Items in a dataset
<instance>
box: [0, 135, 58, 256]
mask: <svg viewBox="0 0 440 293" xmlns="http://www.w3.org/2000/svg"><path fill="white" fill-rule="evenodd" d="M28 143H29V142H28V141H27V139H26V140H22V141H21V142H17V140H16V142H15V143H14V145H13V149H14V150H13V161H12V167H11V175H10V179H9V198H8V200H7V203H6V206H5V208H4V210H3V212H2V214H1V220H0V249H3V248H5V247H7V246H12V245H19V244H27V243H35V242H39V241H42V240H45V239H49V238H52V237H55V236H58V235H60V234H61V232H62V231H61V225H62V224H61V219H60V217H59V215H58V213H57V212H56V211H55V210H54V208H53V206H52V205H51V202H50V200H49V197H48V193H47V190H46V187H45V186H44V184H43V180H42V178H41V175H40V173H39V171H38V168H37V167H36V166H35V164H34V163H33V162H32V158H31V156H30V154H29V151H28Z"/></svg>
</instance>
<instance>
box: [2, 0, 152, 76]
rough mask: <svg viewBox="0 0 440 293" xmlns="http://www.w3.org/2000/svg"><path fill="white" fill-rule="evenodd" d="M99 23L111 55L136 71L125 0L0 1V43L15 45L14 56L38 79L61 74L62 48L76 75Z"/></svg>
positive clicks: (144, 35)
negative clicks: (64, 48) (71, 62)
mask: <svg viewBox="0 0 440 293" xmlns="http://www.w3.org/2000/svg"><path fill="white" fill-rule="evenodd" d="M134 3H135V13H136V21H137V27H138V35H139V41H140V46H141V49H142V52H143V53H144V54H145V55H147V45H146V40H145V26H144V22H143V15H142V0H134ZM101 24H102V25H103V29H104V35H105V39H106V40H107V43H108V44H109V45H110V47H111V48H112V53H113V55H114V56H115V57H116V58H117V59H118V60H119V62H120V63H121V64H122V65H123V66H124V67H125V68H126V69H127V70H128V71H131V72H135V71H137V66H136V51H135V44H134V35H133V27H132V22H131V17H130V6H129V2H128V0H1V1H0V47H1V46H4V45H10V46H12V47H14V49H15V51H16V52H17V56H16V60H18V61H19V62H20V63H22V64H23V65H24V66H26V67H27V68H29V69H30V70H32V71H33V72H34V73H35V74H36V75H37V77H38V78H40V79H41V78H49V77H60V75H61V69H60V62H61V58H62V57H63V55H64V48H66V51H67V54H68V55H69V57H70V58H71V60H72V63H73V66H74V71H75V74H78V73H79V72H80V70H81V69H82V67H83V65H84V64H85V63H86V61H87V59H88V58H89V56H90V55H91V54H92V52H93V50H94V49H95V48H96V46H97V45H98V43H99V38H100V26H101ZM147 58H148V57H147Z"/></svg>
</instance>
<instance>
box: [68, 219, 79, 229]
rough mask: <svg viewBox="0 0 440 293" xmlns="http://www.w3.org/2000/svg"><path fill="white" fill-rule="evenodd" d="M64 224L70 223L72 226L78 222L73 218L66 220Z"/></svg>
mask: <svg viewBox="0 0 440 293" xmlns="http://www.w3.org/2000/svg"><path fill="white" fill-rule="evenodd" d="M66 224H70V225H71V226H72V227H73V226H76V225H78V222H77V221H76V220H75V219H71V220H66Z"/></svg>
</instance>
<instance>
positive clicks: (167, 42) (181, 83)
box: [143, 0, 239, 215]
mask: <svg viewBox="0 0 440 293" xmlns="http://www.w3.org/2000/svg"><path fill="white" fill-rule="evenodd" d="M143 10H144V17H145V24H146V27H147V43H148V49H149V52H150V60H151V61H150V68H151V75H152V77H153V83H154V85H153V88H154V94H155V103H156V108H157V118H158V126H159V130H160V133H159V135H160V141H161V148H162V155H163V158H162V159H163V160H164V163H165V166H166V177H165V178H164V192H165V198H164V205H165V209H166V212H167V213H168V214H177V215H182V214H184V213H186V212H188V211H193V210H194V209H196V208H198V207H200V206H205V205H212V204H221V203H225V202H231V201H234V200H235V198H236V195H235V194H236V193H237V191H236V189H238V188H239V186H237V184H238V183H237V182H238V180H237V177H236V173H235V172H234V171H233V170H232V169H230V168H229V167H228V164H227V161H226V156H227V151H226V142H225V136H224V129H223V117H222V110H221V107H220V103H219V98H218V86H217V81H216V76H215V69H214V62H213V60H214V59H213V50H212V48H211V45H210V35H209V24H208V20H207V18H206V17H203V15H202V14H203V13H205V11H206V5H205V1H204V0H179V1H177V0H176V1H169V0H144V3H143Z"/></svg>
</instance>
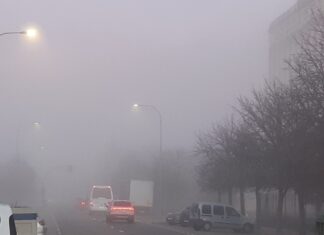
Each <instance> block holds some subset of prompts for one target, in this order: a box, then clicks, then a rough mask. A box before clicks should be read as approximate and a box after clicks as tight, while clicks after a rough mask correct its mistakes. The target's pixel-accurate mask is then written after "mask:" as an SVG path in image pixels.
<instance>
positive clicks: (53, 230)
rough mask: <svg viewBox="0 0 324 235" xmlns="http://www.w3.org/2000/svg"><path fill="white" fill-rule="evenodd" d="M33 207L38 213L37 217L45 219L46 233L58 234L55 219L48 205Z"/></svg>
mask: <svg viewBox="0 0 324 235" xmlns="http://www.w3.org/2000/svg"><path fill="white" fill-rule="evenodd" d="M34 209H35V210H36V212H37V213H38V216H39V218H40V219H44V220H45V224H46V227H47V233H46V235H60V231H59V230H58V226H57V221H56V219H55V216H54V214H53V213H52V211H51V209H50V208H49V207H48V206H42V207H36V208H34Z"/></svg>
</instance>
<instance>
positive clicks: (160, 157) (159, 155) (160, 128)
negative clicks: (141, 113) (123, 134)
mask: <svg viewBox="0 0 324 235" xmlns="http://www.w3.org/2000/svg"><path fill="white" fill-rule="evenodd" d="M140 108H149V109H151V110H153V111H154V112H155V113H156V114H157V115H158V117H159V124H160V125H159V127H160V132H159V133H160V134H159V135H160V138H159V157H160V158H161V157H162V140H163V136H162V114H161V112H160V111H159V110H158V109H157V108H156V107H155V106H154V105H150V104H134V105H133V109H134V110H138V109H140Z"/></svg>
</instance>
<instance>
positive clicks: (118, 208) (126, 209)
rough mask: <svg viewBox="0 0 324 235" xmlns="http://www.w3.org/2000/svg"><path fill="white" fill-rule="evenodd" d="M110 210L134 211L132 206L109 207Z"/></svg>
mask: <svg viewBox="0 0 324 235" xmlns="http://www.w3.org/2000/svg"><path fill="white" fill-rule="evenodd" d="M111 210H112V211H132V212H134V207H111Z"/></svg>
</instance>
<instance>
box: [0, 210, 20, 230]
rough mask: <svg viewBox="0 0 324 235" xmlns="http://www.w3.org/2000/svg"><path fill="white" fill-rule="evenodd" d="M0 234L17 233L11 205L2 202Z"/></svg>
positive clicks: (14, 220) (0, 212) (0, 222)
mask: <svg viewBox="0 0 324 235" xmlns="http://www.w3.org/2000/svg"><path fill="white" fill-rule="evenodd" d="M0 234H1V235H17V231H16V225H15V220H14V218H13V214H12V210H11V208H10V206H8V205H4V204H0Z"/></svg>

● Required action
Can you copy every row above word for word, leaving out the pictures?

● Answer for this exercise
<instance>
box: [0, 135, 58, 256]
mask: <svg viewBox="0 0 440 293" xmlns="http://www.w3.org/2000/svg"><path fill="white" fill-rule="evenodd" d="M28 143H29V142H28V141H27V139H26V140H22V141H21V142H17V140H16V142H15V143H14V145H13V149H14V150H13V161H12V167H11V175H10V179H9V198H8V200H7V203H6V206H5V208H4V210H3V212H2V214H1V220H0V249H3V248H5V247H7V246H12V245H19V244H27V243H35V242H39V241H42V240H45V239H49V238H52V237H55V236H58V235H60V234H61V232H62V231H61V225H62V224H61V219H60V217H59V215H58V213H57V212H56V211H55V210H54V208H53V206H52V205H51V202H50V200H49V197H48V193H47V190H46V187H45V186H44V184H43V180H42V178H41V175H40V173H39V171H38V168H37V167H36V166H35V164H34V163H33V162H32V158H31V156H30V154H29V151H28Z"/></svg>
</instance>
<instance>
box: [2, 0, 152, 76]
rough mask: <svg viewBox="0 0 440 293" xmlns="http://www.w3.org/2000/svg"><path fill="white" fill-rule="evenodd" d="M99 23L111 55L136 71L125 0L0 1V43L15 45L14 56L38 79L61 74L62 48L76 75Z"/></svg>
positive clicks: (144, 35)
negative clicks: (64, 48) (71, 62)
mask: <svg viewBox="0 0 440 293" xmlns="http://www.w3.org/2000/svg"><path fill="white" fill-rule="evenodd" d="M134 3H135V13H136V21H137V27H138V35H139V41H140V46H141V49H142V52H143V53H144V54H145V55H147V45H146V40H145V26H144V22H143V15H142V0H134ZM101 24H102V25H103V29H104V35H105V39H106V40H107V43H108V44H109V45H110V47H111V48H112V53H113V55H114V56H115V57H116V58H117V59H118V60H119V62H120V63H121V64H122V65H123V66H124V67H125V68H126V69H127V70H128V71H131V72H135V71H137V66H136V51H135V44H134V35H133V27H132V22H131V17H130V6H129V2H128V0H1V1H0V47H1V46H4V45H10V46H12V47H14V49H15V51H16V52H17V56H16V60H18V61H19V62H20V63H22V64H23V65H24V66H26V67H27V68H29V69H30V70H32V71H33V72H34V73H35V74H36V75H37V77H38V78H40V79H41V78H49V77H60V75H61V69H60V62H61V58H62V57H63V55H64V48H66V51H67V54H68V55H69V57H70V58H71V60H72V63H73V66H74V71H75V74H78V73H79V72H80V70H81V69H82V67H83V65H84V64H85V63H86V61H87V59H88V58H89V56H90V55H91V54H92V52H93V50H94V49H95V48H96V46H97V45H98V43H99V38H100V26H101ZM147 58H148V57H147Z"/></svg>
</instance>
<instance>
box: [68, 219, 79, 229]
rough mask: <svg viewBox="0 0 440 293" xmlns="http://www.w3.org/2000/svg"><path fill="white" fill-rule="evenodd" d="M64 224L70 223L72 226L78 222L73 218L66 220Z"/></svg>
mask: <svg viewBox="0 0 440 293" xmlns="http://www.w3.org/2000/svg"><path fill="white" fill-rule="evenodd" d="M66 224H70V225H71V226H72V227H73V226H76V225H78V222H77V221H76V220H75V219H71V220H66Z"/></svg>
</instance>
<instance>
positive clicks: (167, 42) (181, 83)
box: [143, 0, 239, 215]
mask: <svg viewBox="0 0 440 293" xmlns="http://www.w3.org/2000/svg"><path fill="white" fill-rule="evenodd" d="M143 10H144V17H145V24H146V27H147V43H148V49H149V52H150V60H151V61H150V68H151V75H152V77H153V83H154V85H153V88H154V94H155V103H156V108H157V118H158V126H159V130H160V133H159V135H160V141H161V148H162V155H163V158H162V159H163V160H164V163H165V166H166V177H165V178H164V192H165V198H164V205H165V209H166V212H167V213H168V214H177V215H182V214H184V213H186V212H188V211H193V210H194V209H196V208H198V207H200V206H205V205H212V204H221V203H225V202H231V201H234V200H235V198H236V195H235V194H236V193H237V191H236V189H238V188H239V186H237V184H238V183H237V182H238V180H237V177H236V173H235V172H234V171H233V170H232V169H230V168H229V167H228V164H227V161H226V156H227V151H226V142H225V136H224V129H223V117H222V110H221V107H220V103H219V98H218V86H217V81H216V76H215V69H214V62H213V60H214V59H213V50H212V48H211V45H210V35H209V24H208V20H207V18H206V17H203V15H202V14H203V13H205V11H206V5H205V1H204V0H179V1H177V0H176V1H169V0H144V3H143Z"/></svg>
</instance>
Each <instance> block holds some subset of prompts for one target, in this order: a box, then clicks, then a rough mask. A box before clicks should be read as approximate and a box after clicks as tight, while clicks after a rough mask correct its mistakes. The target's pixel-accurate mask is then written after "mask:" as an SVG path in image pixels.
<instance>
positive clicks: (53, 230)
rough mask: <svg viewBox="0 0 324 235" xmlns="http://www.w3.org/2000/svg"><path fill="white" fill-rule="evenodd" d="M33 207L38 213L37 217L45 219L46 233L58 234L55 219L48 205Z"/></svg>
mask: <svg viewBox="0 0 324 235" xmlns="http://www.w3.org/2000/svg"><path fill="white" fill-rule="evenodd" d="M34 209H35V210H36V212H37V213H38V216H39V218H40V219H44V220H45V224H46V227H47V233H46V235H60V231H59V230H58V226H57V221H56V219H55V216H54V214H53V213H52V211H51V209H50V208H49V207H48V206H42V207H36V208H34Z"/></svg>
</instance>
<instance>
positive clicks: (160, 157) (159, 155) (160, 128)
negative clicks: (141, 113) (123, 134)
mask: <svg viewBox="0 0 324 235" xmlns="http://www.w3.org/2000/svg"><path fill="white" fill-rule="evenodd" d="M140 108H149V109H151V110H153V111H154V112H155V113H156V114H157V115H158V117H159V124H160V125H159V127H160V132H159V133H160V134H159V135H160V138H159V157H160V158H161V157H162V140H163V136H162V114H161V112H160V111H159V110H158V109H157V108H156V107H155V106H154V105H150V104H134V105H133V109H134V110H138V109H140Z"/></svg>
</instance>
<instance>
positive clicks: (118, 208) (126, 209)
rough mask: <svg viewBox="0 0 324 235" xmlns="http://www.w3.org/2000/svg"><path fill="white" fill-rule="evenodd" d="M110 210L134 211L132 206L109 207Z"/></svg>
mask: <svg viewBox="0 0 324 235" xmlns="http://www.w3.org/2000/svg"><path fill="white" fill-rule="evenodd" d="M111 210H112V211H132V212H134V207H111Z"/></svg>
</instance>
<instance>
box: [0, 210, 20, 230]
rough mask: <svg viewBox="0 0 324 235" xmlns="http://www.w3.org/2000/svg"><path fill="white" fill-rule="evenodd" d="M0 234L17 233L11 205L2 202Z"/></svg>
positive clicks: (14, 220) (0, 212) (0, 222)
mask: <svg viewBox="0 0 324 235" xmlns="http://www.w3.org/2000/svg"><path fill="white" fill-rule="evenodd" d="M0 234H1V235H17V231H16V225H15V220H14V218H13V214H12V210H11V208H10V206H8V205H4V204H0Z"/></svg>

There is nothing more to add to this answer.